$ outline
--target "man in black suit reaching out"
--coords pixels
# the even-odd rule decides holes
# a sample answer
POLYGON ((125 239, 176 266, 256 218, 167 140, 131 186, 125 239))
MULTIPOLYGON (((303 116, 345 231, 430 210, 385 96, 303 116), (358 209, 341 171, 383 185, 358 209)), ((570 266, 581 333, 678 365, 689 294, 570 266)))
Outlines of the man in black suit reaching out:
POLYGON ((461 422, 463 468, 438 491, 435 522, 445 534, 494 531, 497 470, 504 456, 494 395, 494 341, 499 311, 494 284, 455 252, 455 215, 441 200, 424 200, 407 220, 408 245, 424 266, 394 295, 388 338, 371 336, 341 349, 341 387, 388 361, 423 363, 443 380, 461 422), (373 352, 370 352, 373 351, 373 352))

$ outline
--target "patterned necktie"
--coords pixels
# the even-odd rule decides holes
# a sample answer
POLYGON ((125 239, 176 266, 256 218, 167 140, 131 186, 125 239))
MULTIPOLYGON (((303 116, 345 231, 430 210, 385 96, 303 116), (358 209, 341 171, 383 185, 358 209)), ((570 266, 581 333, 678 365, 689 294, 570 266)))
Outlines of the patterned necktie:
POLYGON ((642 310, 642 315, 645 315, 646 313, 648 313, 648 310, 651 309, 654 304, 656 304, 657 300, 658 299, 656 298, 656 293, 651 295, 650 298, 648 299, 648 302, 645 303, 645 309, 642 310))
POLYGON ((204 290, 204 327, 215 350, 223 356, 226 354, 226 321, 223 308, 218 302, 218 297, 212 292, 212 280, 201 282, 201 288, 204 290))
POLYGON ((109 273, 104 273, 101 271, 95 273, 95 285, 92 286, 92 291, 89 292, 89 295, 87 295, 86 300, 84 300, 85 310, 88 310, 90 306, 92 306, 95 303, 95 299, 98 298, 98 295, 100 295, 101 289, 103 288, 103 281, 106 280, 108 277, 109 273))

• • • •

■ **Exercise goal**: How many lines in the records above contain the string "black"? Case counts. Give only the number.

■ **Reply**: 2